### Work to do
Starting with the line containing "Class: building facade." and going on through the end of the items, rewrite those lines with every "visible instances" replaced by "visible occurrences" and nothing else changed.
%%
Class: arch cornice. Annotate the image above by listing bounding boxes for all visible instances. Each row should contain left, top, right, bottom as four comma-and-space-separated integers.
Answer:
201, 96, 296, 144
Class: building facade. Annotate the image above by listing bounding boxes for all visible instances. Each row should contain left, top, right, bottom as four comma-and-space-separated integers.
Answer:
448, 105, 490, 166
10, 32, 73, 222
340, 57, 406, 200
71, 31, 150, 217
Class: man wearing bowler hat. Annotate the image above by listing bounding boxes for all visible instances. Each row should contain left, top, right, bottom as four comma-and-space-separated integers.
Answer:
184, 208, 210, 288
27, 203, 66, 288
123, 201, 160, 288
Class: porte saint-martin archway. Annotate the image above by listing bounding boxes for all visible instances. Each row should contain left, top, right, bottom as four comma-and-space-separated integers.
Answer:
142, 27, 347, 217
%%
### The response
Class: building facade. Annotate the image above by listing bounding boxes for all visible occurrences. Each row should contain left, top, right, bottom as four comma-and-space-separated integers.
Answer:
448, 105, 490, 166
10, 32, 73, 222
340, 57, 406, 200
71, 31, 150, 217
Class: man wearing bowler hat. Annotate the image above by listing bounding boxes for all visible occurrences. Each row should contain left, top, right, bottom as four comma-and-space-separated integers.
Answer:
184, 208, 210, 288
27, 203, 66, 288
123, 201, 160, 288
Class: porte saint-martin archway. Annotate the image above by listing bounding boxes for all visible occurrences. Each row should contain left, top, right, bottom as four comma-and-space-separated integers.
Answer:
142, 27, 347, 217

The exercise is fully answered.